= TO DO =
Retype the following data exactly, but leave its pictures out.

= DATA RECORDS =
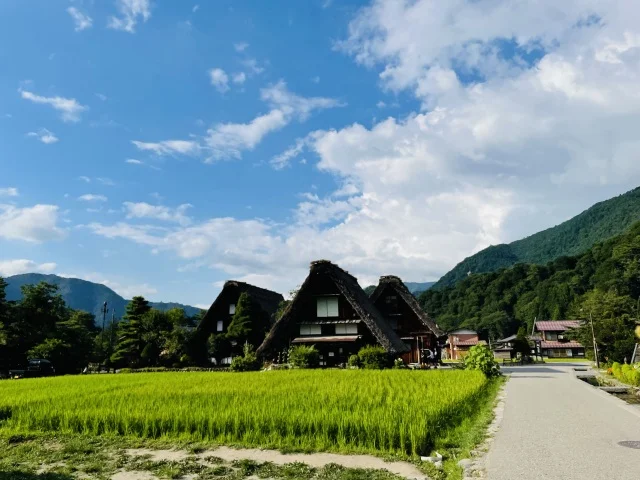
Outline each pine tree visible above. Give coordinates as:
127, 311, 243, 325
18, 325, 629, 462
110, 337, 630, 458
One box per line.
226, 292, 269, 355
111, 296, 150, 367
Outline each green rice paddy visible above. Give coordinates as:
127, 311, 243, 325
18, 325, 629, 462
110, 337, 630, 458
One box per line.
0, 370, 493, 457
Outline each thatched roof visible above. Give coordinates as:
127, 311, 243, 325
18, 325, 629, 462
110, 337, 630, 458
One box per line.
257, 260, 410, 356
197, 280, 283, 333
370, 275, 445, 337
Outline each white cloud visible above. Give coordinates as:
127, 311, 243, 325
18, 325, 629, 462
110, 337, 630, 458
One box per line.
232, 72, 246, 84
271, 137, 309, 170
209, 68, 230, 93
97, 177, 116, 186
0, 204, 65, 243
192, 5, 200, 13
96, 93, 108, 101
78, 176, 91, 183
78, 194, 108, 202
205, 110, 288, 161
123, 202, 193, 225
234, 42, 249, 52
86, 0, 640, 293
19, 89, 87, 122
205, 81, 343, 161
67, 7, 93, 31
241, 58, 265, 75
125, 159, 143, 165
0, 259, 57, 277
27, 128, 59, 144
311, 76, 320, 83
0, 188, 18, 197
261, 80, 345, 120
108, 0, 151, 33
132, 140, 200, 156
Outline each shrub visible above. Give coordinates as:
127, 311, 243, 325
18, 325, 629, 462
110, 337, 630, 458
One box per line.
393, 358, 406, 369
347, 354, 360, 368
464, 345, 500, 378
613, 363, 640, 386
357, 345, 389, 370
288, 345, 320, 369
230, 343, 261, 372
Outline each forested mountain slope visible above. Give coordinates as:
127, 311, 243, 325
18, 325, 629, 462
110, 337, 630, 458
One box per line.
434, 187, 640, 289
419, 221, 640, 361
5, 274, 202, 322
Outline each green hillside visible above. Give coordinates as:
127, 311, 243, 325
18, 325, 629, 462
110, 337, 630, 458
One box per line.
419, 221, 640, 362
434, 186, 640, 289
5, 274, 202, 323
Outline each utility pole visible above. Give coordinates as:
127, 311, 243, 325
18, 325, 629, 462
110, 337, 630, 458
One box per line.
109, 310, 115, 357
101, 301, 108, 360
589, 310, 600, 369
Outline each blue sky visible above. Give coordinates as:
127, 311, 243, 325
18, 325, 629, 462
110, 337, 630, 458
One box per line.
2, 0, 640, 309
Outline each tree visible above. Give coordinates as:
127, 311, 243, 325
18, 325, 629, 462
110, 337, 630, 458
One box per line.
207, 333, 231, 365
111, 296, 150, 367
225, 292, 269, 355
512, 327, 531, 358
568, 289, 636, 363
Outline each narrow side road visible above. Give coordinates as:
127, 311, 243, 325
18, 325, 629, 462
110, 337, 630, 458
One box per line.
485, 364, 640, 480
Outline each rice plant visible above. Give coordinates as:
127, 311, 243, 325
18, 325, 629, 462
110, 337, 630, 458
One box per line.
0, 370, 491, 457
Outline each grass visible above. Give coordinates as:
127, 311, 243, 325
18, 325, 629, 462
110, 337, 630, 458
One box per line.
543, 357, 589, 363
0, 370, 493, 458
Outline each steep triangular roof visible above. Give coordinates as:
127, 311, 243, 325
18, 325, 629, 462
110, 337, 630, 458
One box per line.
197, 280, 284, 333
370, 275, 445, 337
257, 260, 410, 356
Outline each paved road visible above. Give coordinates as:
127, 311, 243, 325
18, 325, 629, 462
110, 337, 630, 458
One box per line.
485, 364, 640, 480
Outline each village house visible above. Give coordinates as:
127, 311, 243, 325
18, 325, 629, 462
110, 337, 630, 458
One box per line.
492, 334, 517, 360
444, 329, 485, 360
369, 275, 445, 364
197, 280, 284, 364
532, 320, 585, 358
257, 260, 410, 366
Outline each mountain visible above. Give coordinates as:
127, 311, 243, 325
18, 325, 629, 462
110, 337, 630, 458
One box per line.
363, 281, 435, 296
403, 282, 436, 295
418, 221, 640, 361
434, 186, 640, 289
4, 274, 203, 323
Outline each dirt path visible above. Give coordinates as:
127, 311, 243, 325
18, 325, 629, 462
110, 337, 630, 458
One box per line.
125, 446, 428, 480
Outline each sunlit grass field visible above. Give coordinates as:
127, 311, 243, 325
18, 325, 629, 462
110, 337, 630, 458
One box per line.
0, 370, 494, 457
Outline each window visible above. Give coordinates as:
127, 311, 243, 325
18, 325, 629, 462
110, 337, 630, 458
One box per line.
229, 304, 236, 315
216, 320, 223, 332
300, 324, 321, 336
221, 357, 232, 365
335, 324, 358, 335
328, 352, 335, 357
317, 297, 339, 317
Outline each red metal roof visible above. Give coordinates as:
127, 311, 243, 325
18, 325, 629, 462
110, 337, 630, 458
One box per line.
535, 321, 581, 331
541, 341, 584, 349
292, 336, 360, 343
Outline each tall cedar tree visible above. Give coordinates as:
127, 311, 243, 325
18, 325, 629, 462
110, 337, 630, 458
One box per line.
225, 292, 270, 355
111, 296, 151, 367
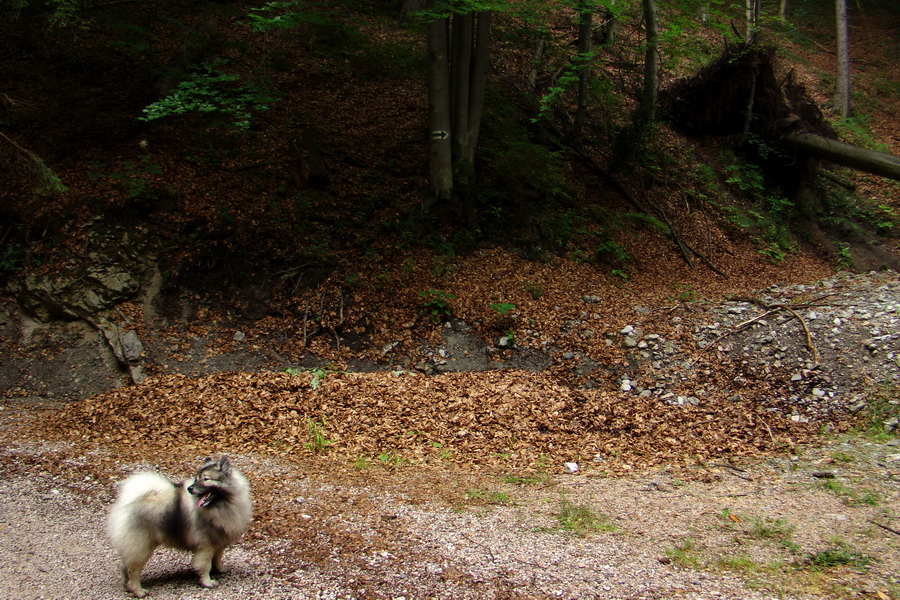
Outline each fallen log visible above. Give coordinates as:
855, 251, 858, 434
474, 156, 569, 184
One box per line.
781, 132, 900, 181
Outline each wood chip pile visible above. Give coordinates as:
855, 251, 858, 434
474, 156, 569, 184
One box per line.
40, 370, 816, 472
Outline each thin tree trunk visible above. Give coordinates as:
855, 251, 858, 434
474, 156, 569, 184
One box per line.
571, 1, 593, 139
526, 36, 546, 94
745, 0, 760, 43
835, 0, 851, 117
740, 76, 757, 146
599, 0, 619, 45
637, 0, 658, 128
698, 3, 709, 24
426, 9, 452, 211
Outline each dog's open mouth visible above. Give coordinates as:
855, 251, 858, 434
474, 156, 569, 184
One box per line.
195, 492, 215, 508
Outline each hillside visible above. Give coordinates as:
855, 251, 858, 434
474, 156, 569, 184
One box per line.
2, 0, 899, 390
1, 3, 900, 598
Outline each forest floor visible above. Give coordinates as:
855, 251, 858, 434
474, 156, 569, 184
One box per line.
2, 269, 900, 600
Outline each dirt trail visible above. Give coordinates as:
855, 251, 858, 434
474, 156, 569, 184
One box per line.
1, 421, 898, 600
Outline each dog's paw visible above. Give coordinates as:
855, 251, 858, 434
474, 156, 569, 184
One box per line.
199, 577, 219, 589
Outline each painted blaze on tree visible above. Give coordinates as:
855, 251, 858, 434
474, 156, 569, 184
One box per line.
420, 0, 500, 226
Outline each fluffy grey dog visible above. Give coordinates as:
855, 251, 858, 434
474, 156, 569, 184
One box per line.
108, 456, 253, 597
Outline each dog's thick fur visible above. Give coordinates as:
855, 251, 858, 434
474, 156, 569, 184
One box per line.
108, 456, 253, 598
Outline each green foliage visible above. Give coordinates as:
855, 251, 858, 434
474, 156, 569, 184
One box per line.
722, 157, 797, 262
748, 516, 795, 543
464, 487, 510, 505
523, 282, 543, 300
244, 0, 365, 58
140, 64, 278, 130
304, 418, 333, 452
664, 538, 700, 568
595, 237, 629, 264
864, 382, 900, 441
803, 546, 873, 571
820, 478, 881, 507
833, 112, 886, 152
724, 160, 766, 195
245, 0, 329, 32
0, 244, 24, 273
489, 302, 516, 316
534, 47, 602, 122
555, 498, 615, 537
419, 288, 456, 321
377, 450, 407, 467
491, 140, 569, 201
102, 155, 164, 200
410, 0, 509, 21
836, 243, 853, 270
285, 365, 341, 390
670, 283, 697, 303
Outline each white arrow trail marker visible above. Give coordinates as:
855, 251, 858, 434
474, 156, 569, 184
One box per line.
431, 130, 449, 140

= ANSWER BOX =
Outline each pine tree visible above. Give coordinates as:
127, 311, 243, 325
18, 325, 629, 462
110, 337, 630, 458
One box per line.
226, 292, 269, 355
111, 296, 150, 367
Outline each green rice paddy visible above. Give coordinates as:
127, 311, 243, 325
18, 325, 629, 462
110, 337, 630, 458
One box per line.
0, 370, 493, 457
Outline each thatched roof visible above. Give coordinates as:
127, 311, 243, 325
18, 325, 629, 462
110, 337, 630, 458
One box per line.
257, 260, 410, 356
197, 280, 283, 333
370, 275, 445, 337
Outline each white cloud visible above. Give coordinates as:
127, 311, 243, 325
18, 325, 629, 462
110, 337, 630, 458
One box per line.
232, 72, 246, 84
271, 137, 309, 170
209, 68, 230, 93
97, 177, 116, 186
0, 204, 65, 243
192, 5, 200, 13
96, 93, 108, 101
78, 176, 91, 183
78, 194, 108, 202
205, 110, 288, 161
123, 202, 193, 225
234, 42, 249, 52
86, 0, 640, 293
19, 89, 87, 122
205, 81, 343, 161
67, 7, 93, 31
241, 58, 265, 75
125, 159, 143, 165
0, 259, 57, 277
27, 128, 59, 144
311, 76, 320, 83
0, 188, 18, 197
261, 80, 345, 120
108, 0, 151, 33
132, 140, 200, 156
Outline each shrub visible above. Give coordinates as:
127, 311, 243, 325
18, 325, 629, 462
110, 337, 630, 458
One box per line.
393, 358, 406, 369
347, 354, 360, 368
464, 345, 500, 378
613, 363, 640, 386
357, 345, 389, 370
288, 345, 320, 369
230, 343, 261, 372
Outline each forested mountain slope visible above. Give coordinates as:
127, 311, 243, 325
18, 325, 629, 462
110, 337, 630, 458
One box per line.
434, 187, 640, 289
419, 221, 640, 361
5, 274, 202, 322
Outline each green hillside visible above. Give coordinates as:
127, 311, 243, 325
18, 325, 629, 462
110, 337, 630, 458
One box per line.
419, 221, 640, 362
434, 186, 640, 289
5, 274, 202, 323
Outline each utility pole visible above. Give coordinates as:
127, 311, 243, 325
18, 325, 629, 462
110, 337, 630, 458
One box per line.
109, 310, 115, 357
101, 301, 108, 360
589, 310, 600, 369
Outline each blue sky visible above. Give coordinates as:
127, 311, 243, 325
18, 325, 629, 462
110, 337, 630, 458
One box per line.
2, 0, 640, 309
Outline each tree visible above. Give coordinates as:
127, 311, 243, 325
18, 325, 629, 462
110, 337, 630, 458
One box per line.
207, 333, 231, 365
111, 296, 150, 367
225, 292, 269, 355
512, 327, 531, 358
568, 289, 636, 363
Outline each narrow side road visible above. Give coordinates as:
127, 311, 243, 325
18, 325, 629, 462
110, 337, 630, 458
One box per line.
485, 364, 640, 480
Outline each rice plant visible above. Give coordinates as:
127, 311, 243, 325
18, 325, 629, 462
110, 337, 630, 458
One box per line.
0, 370, 491, 457
Outline each grass visible above. Give coordinates as:
127, 311, 243, 325
18, 325, 629, 462
110, 337, 630, 458
One box per line.
543, 357, 589, 363
0, 370, 493, 458
Outline each steep triangular roof visible above. Give coordinates as:
127, 311, 243, 325
18, 325, 629, 462
110, 337, 630, 458
One box per line.
197, 280, 284, 333
370, 275, 445, 337
257, 260, 410, 356
Outline each paved road visible above. Give coordinates as:
127, 311, 243, 325
18, 325, 629, 462
110, 337, 630, 458
One box per line.
485, 364, 640, 480
Outline each village house visible above. Give coordinates as:
127, 311, 243, 325
18, 325, 629, 462
110, 337, 630, 458
One box per line.
492, 334, 517, 360
444, 329, 485, 360
369, 275, 445, 364
197, 280, 284, 364
532, 320, 585, 358
257, 260, 410, 366
Outline each mountain visible above. Give coordinates as:
127, 311, 243, 325
18, 325, 629, 462
110, 337, 630, 458
One box per line.
363, 281, 435, 296
403, 282, 436, 295
418, 221, 640, 361
434, 186, 640, 289
4, 274, 203, 323
Outline each dirt path visible above. Give coordinates as:
127, 311, 243, 325
18, 325, 629, 462
110, 337, 630, 458
One box per line.
125, 446, 428, 480
Outline each sunlit grass field visible above. Give coordinates as:
127, 311, 243, 325
18, 325, 629, 462
110, 337, 630, 458
One box per line.
0, 370, 494, 457
Outline each window visible above. Give coordinates as:
127, 311, 243, 325
18, 325, 629, 462
110, 337, 630, 458
One box per line.
229, 304, 236, 315
216, 320, 223, 332
300, 324, 321, 336
221, 357, 232, 365
335, 324, 358, 335
328, 352, 335, 357
317, 297, 339, 317
Outline each red metal roof visible above. Give coordinates as:
127, 311, 243, 325
18, 325, 629, 462
110, 337, 630, 458
One box per line.
535, 321, 581, 331
541, 341, 584, 349
292, 336, 360, 343
Outline each tall cedar tree visible above. Give coordinates as:
127, 311, 243, 325
18, 325, 629, 462
110, 337, 630, 458
One box per line.
225, 292, 270, 355
111, 296, 151, 367
Outline each fallen log visible above. Give coordinates as:
855, 251, 858, 434
474, 156, 569, 184
One box per line.
781, 132, 900, 181
Outline each wood chip pile visible above. Give coordinates as:
855, 251, 858, 434
474, 156, 569, 184
One box per line.
40, 370, 816, 472
Outline each thin tree trunk visible above. Give coordinates as:
855, 251, 858, 434
474, 156, 569, 184
One box per line.
571, 1, 593, 139
526, 36, 546, 94
745, 0, 760, 43
835, 0, 851, 117
740, 76, 757, 146
599, 0, 619, 45
637, 0, 658, 128
698, 3, 709, 24
426, 9, 452, 211
Outline each dog's open mouth visible above. Give coordinates as:
855, 251, 858, 434
474, 156, 569, 184
One box per line.
195, 492, 215, 508
Outline each hillside visible above. Give coordinates as:
855, 251, 858, 434
474, 156, 569, 184
One box per line.
2, 0, 899, 390
1, 3, 900, 598
Outline each forest floor visible above. Give coordinates as:
855, 251, 858, 434
474, 156, 569, 184
One box per line.
2, 269, 900, 600
Outline each dirt trail visible above. Give coordinates as:
855, 251, 858, 434
474, 156, 569, 184
One box per line.
1, 421, 898, 600
Outline each dog's paw visible above. Give coordinates as:
855, 251, 858, 434
474, 156, 569, 184
One box per line.
199, 577, 219, 589
Outline each painted blaze on tree visible above. Give coordinates as:
855, 251, 858, 434
474, 156, 569, 184
One box per line.
420, 0, 500, 226
Outline each fluffy grey dog visible above. Give coordinates as:
855, 251, 858, 434
474, 156, 569, 184
One box per line.
108, 456, 253, 597
Outline each dog's thick fur visible above. Give coordinates as:
855, 251, 858, 434
474, 156, 569, 184
One box per line.
108, 456, 253, 598
Outline each green foliage visible above. Give coordinates as:
855, 251, 858, 434
474, 156, 569, 184
One box per line.
722, 157, 797, 262
748, 516, 795, 543
464, 487, 510, 505
523, 282, 543, 300
244, 0, 365, 58
140, 64, 278, 130
304, 418, 333, 452
664, 538, 700, 568
595, 237, 629, 264
864, 382, 900, 441
803, 546, 873, 571
820, 478, 881, 507
833, 112, 886, 152
724, 160, 766, 195
245, 0, 329, 32
0, 244, 24, 273
489, 302, 516, 316
534, 47, 602, 122
555, 498, 615, 537
419, 288, 456, 321
377, 450, 407, 467
491, 140, 569, 201
102, 155, 164, 200
410, 0, 509, 21
836, 243, 853, 270
285, 365, 341, 390
670, 283, 697, 303
Outline each white arrow trail marker visible above. Give coordinates as:
855, 251, 858, 434
474, 156, 569, 184
One box per line.
431, 130, 449, 140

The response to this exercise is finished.